Extract to read |

July 13, 2021 AddictionLife

Being Pregnant in Sobriety

Pregnancy can be a wonderful and exciting time for women ready to move on with their lives after recovering from drug and alcohol dependency. Being pregnant in sobriety comes with unique challenges, as some women may still be working on improving their overall health and fine-tuning skills that help them stay sober.

With the appropriate support, women in recovery who want to become pregnant can stay on track with their treatment programs and go on to have healthy, happy babies.

Eat Nutritious Foods

Whole, non-processed foods are the healthiest options for women who are both pregnant and in recovery. Drug and alcohol addiction can often cause malnutrition as it can change a person’s appetite, inhibit the body’s ability to absorb vital nutrients, and interfere with hormonal balance. Additionally, many people who suffer from addiction tend to prioritize drug and alcohol use above basic needs, including nutrition.

Eating nutritious foods can help promote a healthy uterus and baby, strengthening the immune system after lengthy drug and alcohol use. Pregnant women in recovery should increase their intake of whole, healthy foods, including fruits, vegetables, nuts, seeds, spices, poultry, and fish. Foods that are particularly effective at boosting the immune system include broccoli, citrus fruits, spinach, garlic, and almonds.

Exercise Regularly

Exercise offers a variety of benefits for addiction recovery and pregnancy. First, it causes the body to release endorphins, which are “feel-good” hormones that naturally reduce stress and pain. Exercise also promotes quality sleep, increases energy, strengthens the immune system, and reduces depression and anxiety that could eventually contribute to relapse.

Exercising during pregnancy can strengthen and prepare the body for labor and delivery, contributing to a faster recovery after childbirth. It also reduces the risk of pregnancy-related complications, including gestational diabetes and preeclampsia. Women who were already exercising before becoming pregnant can safely continue with their usual workout routines. However, women who weren’t already exercising should consult with their doctors before starting a routine.

Focus On Stress Management

Stress is one of the top relapse triggers among those in recovery from addiction. Relapse prevention training is available at many addiction treatment centers to teach people how to manage stress effectively without turning to drugs and alcohol. However, even those who have received this treatment remain susceptible to relapse without a sound stress management plan in place.

Many women who go through pregnancy experience a variety of stressors during that time. Physical discomfort due to back pain and morning sickness, abrupt hormone changes, and anxiety surrounding labor and birth are common sources of stress for pregnant women.

When left unchecked, stress can increase the risk of complications for both mother and baby, including relapse risk. Pregnant women in recovery should relieve their stress using healthy methods like yoga, deep breathing, and meditation to avoid relapse.

Keep the OB-GYN Informed

Women who become pregnant after recovering from addiction should inform their healthcare providers about their history of drug and alcohol use. That will help their doctors or midwives develop a customized treatment plan that takes nutrient absorption, stress, and medication use into account. For example, women in recovery from opiate addiction may get advised to avoid using morphine to dull labor and delivery pain, as doing so may increase their risk of relapse.

In some instances, the OB-GYN or midwife may even contact the medical team who oversaw the detox and medical treatments at drug rehab and collaborate with them to develop a safe, comprehensive treatment plan.

Join an Aftercare Program

Many addiction treatment centers offer aftercare programs that help former patients and alumni stay on track with sobriety long-term. An aftercare program may include support group meetings such as Alcoholics Anonymous, group counseling, and ongoing behavioral therapy such as family therapy or cognitive behavioral therapy. Some aftercare programs even host monthly events where alumni can participate in fun, sober activities such as board games, bowling, and hiking.

Staying sober can often be challenging enough on its own without adding in the challenges associated with pregnancy. Staying connected with the recovery community in the form of an aftercare program can help pregnant women remain confident and motivated about their sobriety and their new babies.

Exercises |
1 - Answer these questions from the article on pregnancy in sobriety:
(a) Which foods are named as particularly effective at boosting the immune system?
(b) Which two pregnancy-related complications does exercise reduce the risk of?
(c) What healthy methods does the article suggest for relieving stress?
2 - Print the stretch of the article on pregnancy in sobriety from "When left unchecked, stress" through "to avoid relapse.", copying it word for word.
The listing comes from a source separate from the article on pregnancy in sobriety.

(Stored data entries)
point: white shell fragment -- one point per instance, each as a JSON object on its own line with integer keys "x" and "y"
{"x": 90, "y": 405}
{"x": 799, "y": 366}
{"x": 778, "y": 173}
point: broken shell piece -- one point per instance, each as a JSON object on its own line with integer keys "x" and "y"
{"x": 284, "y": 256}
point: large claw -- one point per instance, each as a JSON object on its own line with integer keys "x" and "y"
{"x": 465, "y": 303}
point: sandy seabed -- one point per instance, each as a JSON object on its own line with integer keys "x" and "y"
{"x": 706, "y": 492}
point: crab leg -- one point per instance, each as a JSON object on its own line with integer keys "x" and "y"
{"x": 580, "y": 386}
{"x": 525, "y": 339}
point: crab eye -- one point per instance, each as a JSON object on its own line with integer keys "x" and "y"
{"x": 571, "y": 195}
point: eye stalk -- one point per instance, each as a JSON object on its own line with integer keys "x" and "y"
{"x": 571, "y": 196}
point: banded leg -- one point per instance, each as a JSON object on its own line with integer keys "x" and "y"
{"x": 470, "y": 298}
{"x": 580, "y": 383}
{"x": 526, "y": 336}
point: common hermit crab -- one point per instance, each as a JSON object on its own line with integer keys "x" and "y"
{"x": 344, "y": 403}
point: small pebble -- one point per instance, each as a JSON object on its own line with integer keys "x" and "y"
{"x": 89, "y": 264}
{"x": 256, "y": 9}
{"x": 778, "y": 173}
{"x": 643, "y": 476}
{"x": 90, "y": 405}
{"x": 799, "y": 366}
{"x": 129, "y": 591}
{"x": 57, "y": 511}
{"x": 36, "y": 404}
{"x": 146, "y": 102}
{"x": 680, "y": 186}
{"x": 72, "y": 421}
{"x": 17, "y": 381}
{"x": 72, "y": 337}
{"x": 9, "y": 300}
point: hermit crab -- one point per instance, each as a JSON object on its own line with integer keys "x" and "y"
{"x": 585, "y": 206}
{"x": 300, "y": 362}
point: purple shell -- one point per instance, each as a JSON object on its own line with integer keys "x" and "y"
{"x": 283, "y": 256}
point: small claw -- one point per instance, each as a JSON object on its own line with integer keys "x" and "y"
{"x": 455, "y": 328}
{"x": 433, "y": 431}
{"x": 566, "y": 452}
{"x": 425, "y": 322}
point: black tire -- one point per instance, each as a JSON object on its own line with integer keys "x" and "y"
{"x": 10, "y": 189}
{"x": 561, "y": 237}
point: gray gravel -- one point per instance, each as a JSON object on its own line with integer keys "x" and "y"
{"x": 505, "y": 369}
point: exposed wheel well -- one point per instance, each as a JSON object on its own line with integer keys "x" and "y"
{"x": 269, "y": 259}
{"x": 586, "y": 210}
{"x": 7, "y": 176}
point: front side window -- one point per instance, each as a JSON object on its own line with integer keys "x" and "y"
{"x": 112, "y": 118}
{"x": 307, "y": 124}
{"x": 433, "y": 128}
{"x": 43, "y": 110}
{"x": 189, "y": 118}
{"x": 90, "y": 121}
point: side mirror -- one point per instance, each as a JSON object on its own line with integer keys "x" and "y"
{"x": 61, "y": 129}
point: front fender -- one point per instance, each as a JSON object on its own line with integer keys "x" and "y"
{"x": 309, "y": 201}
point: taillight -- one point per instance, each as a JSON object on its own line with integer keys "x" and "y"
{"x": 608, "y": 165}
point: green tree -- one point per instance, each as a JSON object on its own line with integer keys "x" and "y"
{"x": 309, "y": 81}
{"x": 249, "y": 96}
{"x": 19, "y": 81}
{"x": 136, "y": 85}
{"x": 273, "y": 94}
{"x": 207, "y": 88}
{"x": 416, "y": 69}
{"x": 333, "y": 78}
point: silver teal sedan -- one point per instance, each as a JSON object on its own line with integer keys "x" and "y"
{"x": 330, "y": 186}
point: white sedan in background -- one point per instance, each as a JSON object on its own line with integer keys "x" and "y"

Solution set |
1 -
(a) Broccoli, citrus fruits, spinach, garlic, and almonds.
(b) Gestational diabetes and preeclampsia.
(c) Yoga, deep breathing, and meditation.

2 -
When left unchecked, stress can increase the risk of complications for both mother and baby, including relapse risk. Pregnant women in recovery should relieve their stress using healthy methods like yoga, deep breathing, and meditation to avoid relapse.